Work instructions >>
Reproduce each entry exactly as it reads. Leave the images out.

________________

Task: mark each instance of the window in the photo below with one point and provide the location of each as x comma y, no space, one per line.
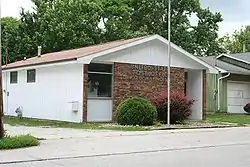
31,75
13,77
100,80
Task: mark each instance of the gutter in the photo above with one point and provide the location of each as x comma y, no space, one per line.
218,87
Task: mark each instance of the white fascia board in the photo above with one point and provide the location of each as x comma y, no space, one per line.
39,66
88,58
210,68
232,58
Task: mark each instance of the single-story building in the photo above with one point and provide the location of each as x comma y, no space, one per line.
229,90
88,83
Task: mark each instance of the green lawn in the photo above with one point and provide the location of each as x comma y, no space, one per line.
240,119
14,142
14,121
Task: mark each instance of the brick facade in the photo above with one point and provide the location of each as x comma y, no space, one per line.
131,80
143,81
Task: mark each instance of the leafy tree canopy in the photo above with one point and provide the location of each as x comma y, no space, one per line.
238,42
64,24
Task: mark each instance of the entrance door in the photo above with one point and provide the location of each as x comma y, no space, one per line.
99,105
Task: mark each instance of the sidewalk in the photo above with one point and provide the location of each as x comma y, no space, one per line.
96,143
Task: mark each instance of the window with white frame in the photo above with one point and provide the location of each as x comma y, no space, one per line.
13,77
100,80
31,76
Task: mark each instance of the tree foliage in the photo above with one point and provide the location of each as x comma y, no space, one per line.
237,41
64,24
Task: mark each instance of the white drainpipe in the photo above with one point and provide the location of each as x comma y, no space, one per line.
218,85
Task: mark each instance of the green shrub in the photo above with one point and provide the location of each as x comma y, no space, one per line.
136,111
14,142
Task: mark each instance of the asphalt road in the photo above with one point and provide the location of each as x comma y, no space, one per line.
202,148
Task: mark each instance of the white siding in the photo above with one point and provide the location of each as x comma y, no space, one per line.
151,53
50,96
238,95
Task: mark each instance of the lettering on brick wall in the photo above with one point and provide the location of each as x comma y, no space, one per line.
145,71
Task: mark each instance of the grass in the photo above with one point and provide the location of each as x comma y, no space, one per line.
14,121
240,119
15,142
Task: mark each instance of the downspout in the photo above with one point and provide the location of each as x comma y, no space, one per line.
218,87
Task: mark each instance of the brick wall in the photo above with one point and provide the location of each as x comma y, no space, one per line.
143,81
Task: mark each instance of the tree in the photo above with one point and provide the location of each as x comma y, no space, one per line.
150,17
66,24
10,38
60,24
238,42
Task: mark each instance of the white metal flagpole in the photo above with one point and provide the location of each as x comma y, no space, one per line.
169,57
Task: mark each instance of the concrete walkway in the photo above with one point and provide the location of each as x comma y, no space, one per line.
69,144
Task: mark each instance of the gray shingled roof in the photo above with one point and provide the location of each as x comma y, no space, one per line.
242,56
225,66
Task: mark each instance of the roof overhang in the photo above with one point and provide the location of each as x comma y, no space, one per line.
231,57
88,59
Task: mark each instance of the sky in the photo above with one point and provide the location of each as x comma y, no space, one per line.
235,13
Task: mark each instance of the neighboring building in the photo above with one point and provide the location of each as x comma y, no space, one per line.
234,80
87,84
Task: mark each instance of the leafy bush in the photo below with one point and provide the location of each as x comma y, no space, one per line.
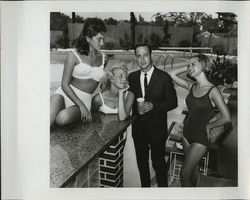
219,49
63,41
155,41
184,43
223,72
53,46
109,45
125,43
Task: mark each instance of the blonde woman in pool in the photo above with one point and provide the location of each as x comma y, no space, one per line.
115,97
83,69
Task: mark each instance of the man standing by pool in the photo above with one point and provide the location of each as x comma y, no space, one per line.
149,131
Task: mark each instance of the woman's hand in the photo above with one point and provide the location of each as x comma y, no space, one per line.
124,89
85,114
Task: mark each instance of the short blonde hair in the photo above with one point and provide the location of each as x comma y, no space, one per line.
205,62
106,80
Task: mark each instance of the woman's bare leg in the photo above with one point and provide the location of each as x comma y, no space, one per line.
192,159
56,105
68,116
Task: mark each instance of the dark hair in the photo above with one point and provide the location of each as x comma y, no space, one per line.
204,60
91,27
143,45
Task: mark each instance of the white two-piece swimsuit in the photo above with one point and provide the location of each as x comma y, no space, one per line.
83,71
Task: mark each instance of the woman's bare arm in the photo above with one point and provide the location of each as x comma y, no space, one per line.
177,79
218,100
66,79
125,106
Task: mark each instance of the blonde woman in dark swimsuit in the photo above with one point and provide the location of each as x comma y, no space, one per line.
203,97
83,69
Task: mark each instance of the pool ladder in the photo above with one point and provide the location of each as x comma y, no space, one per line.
165,59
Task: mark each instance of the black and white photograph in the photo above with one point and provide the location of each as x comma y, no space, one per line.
125,100
143,99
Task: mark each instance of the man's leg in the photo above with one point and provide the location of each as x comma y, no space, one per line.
142,156
159,163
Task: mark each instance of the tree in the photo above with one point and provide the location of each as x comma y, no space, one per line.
111,21
59,22
159,20
141,19
167,35
79,19
133,23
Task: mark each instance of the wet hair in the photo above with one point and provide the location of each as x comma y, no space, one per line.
205,62
143,45
106,80
91,27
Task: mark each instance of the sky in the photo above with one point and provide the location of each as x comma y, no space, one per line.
148,16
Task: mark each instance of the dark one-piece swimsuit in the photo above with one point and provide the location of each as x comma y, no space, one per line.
200,111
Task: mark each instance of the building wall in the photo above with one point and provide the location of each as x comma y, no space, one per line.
229,44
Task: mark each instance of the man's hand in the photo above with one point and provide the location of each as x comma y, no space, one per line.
146,106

________________

Answer space >>
Task: mark each instance of the window in the photo below with one point and provide the location of each as x comma y, no space, one per line.
31,75
13,77
100,80
Task: mark each instance of the gutter in the photo above with one point and provide the location of each as x comma y, no space, one per line.
218,87
Task: mark each instance of the white fascia board in the photo above with one point and provide the location of each as x comma y, no space, one per line.
39,66
88,58
210,68
232,58
Task: mark each instance of the single-story building in the photo above with one point and provide the location of each as x comma y, no space, one per line.
229,90
88,83
Task: mark each instance of the green lawn in the photo above with one point and provide the location of each as x comma y, no space, one per line.
240,119
14,142
14,121
Task: mark each instance of the brick facade in the photo above with one point and provide the location of each as x comma y, no space, one per line.
131,80
143,81
Task: mark each instance of the leafy tree canopy in the photo above with one point and provide the location of each as x comma y, no space, one per line.
238,42
64,24
Task: mark each instance of the entrance door in the photo above with one point and provide the location of each as x comma y, no space, one per line.
99,105
Task: mark each instance of the sidewalk in the photo above with one point and provide the location of each as x comma y, no space, one per line.
96,143
Task: mark each instance of the window with white frame in the photo above with one point and provide the location of each as x comma y, no space, one per line.
13,77
100,80
31,76
Task: mark each instance of the tree foliage in the photo above with one point and provide the location of each as x comma y, no space, one per line.
237,41
64,24
Task: mark each instance of the white drainpipe in the photo above with one point and provide the location of each as x comma y, no space, one per line.
218,85
Task: mark each instance of the green shrub in the photo above with one point and provide the location of each as x comma y, no space, one per line.
136,111
14,142
Task: mark each instance of the asphalt road in the photo above with one point and provide the location of each as x comma y, no space, one per line.
202,148
Task: mark each instance of the white siding in the photo above with one point and provide the location of each as x comma y, no space, one per line.
151,53
50,96
238,95
Task: mark each instance of the lettering on brick wall in the photo above with one point and provide the location of each as x comma y, no space, one per line.
145,71
Task: mark each instance of the grass in the photo above with one point and provide the location of each as x comma y, no space, one per line.
14,121
240,119
15,142
Task: mark each instance of the downspout in the photo above with one point and provide the location of each as x comma y, no space, one per line.
218,87
Task: mark each instance of the brick wall in the photo above with one point and provide the location of each as x comma y, no space, one per line.
143,81
Task: mark each instance of the tree in the photo above with one point and provide the location of each as x comma y, no space, one per line.
150,17
66,24
10,38
60,24
238,42
Task: mark each instance of the white metal flagpole in the photo above with one point and provide the location of each as x comma y, no space, one per line.
169,57
Task: mark each instance of the concrete walkway in the photo above with one point and provide the location of each as x comma y, no space, one per line.
69,144
Task: mark each instance of the gray shingled roof in the photo above with one point and provide the location of each as x comma y, no space, one per line.
242,56
225,66
Task: mark each instance of the roof overhang in the photo above with one point and provide the location of each as x comma y, no space, one per line.
231,57
88,59
Task: mark each instance of the sky in the photo above with one point and provide the location of each as x comma y, no space, one per line.
235,13
Task: mark each instance of the neighboring building in the photo above with one point and provide the location of each as x comma y, no space, one per line.
234,80
87,84
Task: mark each instance of the leafy bush in the photo below with one point and provide the location of each as x comma y, no space, one per line.
219,49
63,41
155,41
184,43
223,72
53,46
109,45
125,43
Task: mark each instance of the blonde woman in pool in the photo above with one point and provide the location of each as x comma y, no space, one per line.
115,97
83,69
Task: mark each instance of the man standing by pool in the photo above with one point and provide the location of each as x comma y, no space, one per line.
149,131
Task: mark each instance of the woman's hand in the photo above with one point and provide the location of each as x comma y, no space, one per line.
124,89
85,114
Task: mark each instance of the short blonde hair in the photo above with one point and provide the location of each as x comma y, no space, one per line.
205,62
106,80
Task: mark each instance of the woman's bare leg in the photo above with one point and provide the location of each as x comma y, no space, one per line.
192,159
56,105
68,116
Task: mark each instance of the dark hair in the photo above with one point and provide the location of each as x comma y, no space, one per line.
204,60
91,27
143,45
Task: mark each instance of the white two-piece swimsuit in the photo above with one point and provide the location of each as x comma y, no space, one per line.
83,71
Task: mark each instance of the woman's bare arm in the photo above with one point and provide the location of each as x comma y, no space, one per line.
177,79
218,100
66,79
125,106
Task: mark each instance of the blonde woman in dark swimsuit in the photo above with one point and provide the location of each as x comma y, no space, one per line.
203,97
83,69
Task: mark each instance of the pool ladder in the photo above with one point and provide the location of each as x comma y, no space, one per line.
165,59
Task: mark each instance of the black and white photograph in the photo above with one point and provide the location of each as x comma y, no space, one per line.
125,100
143,99
Task: mark each instance of the man's leg in the photo above with one point and provide the location of each as x comma y, no space, one per line.
142,156
159,163
Task: mark each instance of the tree in the photo above with one point and provide the location of each as x comma y, no space, one per line.
111,21
59,22
159,20
141,19
167,35
79,19
133,23
Task: mark each instance of the wet hair in the photo above with one point and provide the location of each as x comma y, no space, one per line.
205,62
143,45
106,80
91,27
Task: mark each instance of the sky in the photo above with one point and provide the location of each as x comma y, no space, one per line.
148,16
Task: mark each instance of the dark one-piece swimsuit in the photo above with one point and provide the location of each as x comma y, no space, one per line.
200,111
Task: mark each instance of the building wall in the photo above with one point and provide the location of each as x comma y, no space, one per line.
229,44
Task: mark each instance of the man's hand in the photo above with one point and provide the location of each as x comma y, no space, one per line.
146,106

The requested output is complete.